§ **Exercise brief**
Copy out the items below word for word, beginning with the line containing "[locate] the dark" and continuing through the final line of the items.

[Data records]
++++++++
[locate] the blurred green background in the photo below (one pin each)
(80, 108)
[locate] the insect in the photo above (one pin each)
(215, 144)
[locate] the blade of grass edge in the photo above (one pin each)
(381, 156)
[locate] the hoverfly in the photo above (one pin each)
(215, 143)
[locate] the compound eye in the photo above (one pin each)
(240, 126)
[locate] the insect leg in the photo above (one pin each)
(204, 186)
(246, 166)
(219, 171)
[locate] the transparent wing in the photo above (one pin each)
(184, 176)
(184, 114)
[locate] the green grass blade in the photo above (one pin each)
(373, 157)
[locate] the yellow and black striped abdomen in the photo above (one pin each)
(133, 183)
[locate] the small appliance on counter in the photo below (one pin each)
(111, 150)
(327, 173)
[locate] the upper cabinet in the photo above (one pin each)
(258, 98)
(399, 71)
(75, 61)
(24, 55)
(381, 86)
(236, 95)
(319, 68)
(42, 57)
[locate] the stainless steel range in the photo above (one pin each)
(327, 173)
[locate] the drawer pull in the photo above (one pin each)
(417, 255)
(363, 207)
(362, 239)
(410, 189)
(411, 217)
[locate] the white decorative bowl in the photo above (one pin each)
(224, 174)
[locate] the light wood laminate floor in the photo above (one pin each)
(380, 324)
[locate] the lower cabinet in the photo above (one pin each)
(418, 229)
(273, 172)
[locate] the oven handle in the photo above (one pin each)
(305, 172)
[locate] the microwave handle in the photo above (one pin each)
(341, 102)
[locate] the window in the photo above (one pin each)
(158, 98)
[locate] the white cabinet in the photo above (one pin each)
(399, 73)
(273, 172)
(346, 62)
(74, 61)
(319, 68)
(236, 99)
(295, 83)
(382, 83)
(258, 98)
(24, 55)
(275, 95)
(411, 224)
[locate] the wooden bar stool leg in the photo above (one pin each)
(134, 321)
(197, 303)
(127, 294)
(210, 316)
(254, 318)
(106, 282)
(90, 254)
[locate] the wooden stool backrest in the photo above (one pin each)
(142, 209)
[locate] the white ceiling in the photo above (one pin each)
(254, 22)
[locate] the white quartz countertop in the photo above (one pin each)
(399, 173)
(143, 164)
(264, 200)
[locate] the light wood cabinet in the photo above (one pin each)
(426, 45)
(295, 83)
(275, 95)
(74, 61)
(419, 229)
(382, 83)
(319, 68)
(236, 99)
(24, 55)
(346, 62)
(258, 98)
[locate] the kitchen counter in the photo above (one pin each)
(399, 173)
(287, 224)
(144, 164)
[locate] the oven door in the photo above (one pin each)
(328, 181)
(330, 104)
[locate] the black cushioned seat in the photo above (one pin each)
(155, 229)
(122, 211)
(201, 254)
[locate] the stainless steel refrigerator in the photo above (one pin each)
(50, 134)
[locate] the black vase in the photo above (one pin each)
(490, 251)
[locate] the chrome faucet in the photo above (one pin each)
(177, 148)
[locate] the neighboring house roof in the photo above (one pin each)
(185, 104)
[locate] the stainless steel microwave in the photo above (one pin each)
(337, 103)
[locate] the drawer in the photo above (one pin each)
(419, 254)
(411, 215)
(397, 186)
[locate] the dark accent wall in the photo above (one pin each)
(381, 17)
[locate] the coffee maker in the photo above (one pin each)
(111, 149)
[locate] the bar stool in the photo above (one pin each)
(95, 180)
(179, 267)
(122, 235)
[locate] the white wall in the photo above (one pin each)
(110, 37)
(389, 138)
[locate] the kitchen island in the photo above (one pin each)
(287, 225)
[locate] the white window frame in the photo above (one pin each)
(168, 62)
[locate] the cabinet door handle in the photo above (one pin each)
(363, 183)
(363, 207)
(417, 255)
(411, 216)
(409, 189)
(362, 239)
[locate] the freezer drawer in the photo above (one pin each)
++++++++
§ **Response to this task**
[locate] the dark accent wall in the photo above (one pin each)
(381, 17)
[locate] the coffee maker in the photo above (one pin each)
(111, 149)
[locate] the bar stool in the photo above (one pin each)
(95, 180)
(179, 267)
(122, 235)
[locate] the white wall in the photo above (one pin each)
(110, 37)
(389, 138)
[locate] the kitchen island in the photo above (one pin each)
(287, 225)
[locate] the white window frame in the photo above (one pin each)
(168, 62)
[locate] the cabinet door handle in the photo above (one pin each)
(363, 183)
(363, 207)
(417, 255)
(411, 216)
(409, 189)
(362, 239)
[locate] the freezer drawer in the photo above (one pin each)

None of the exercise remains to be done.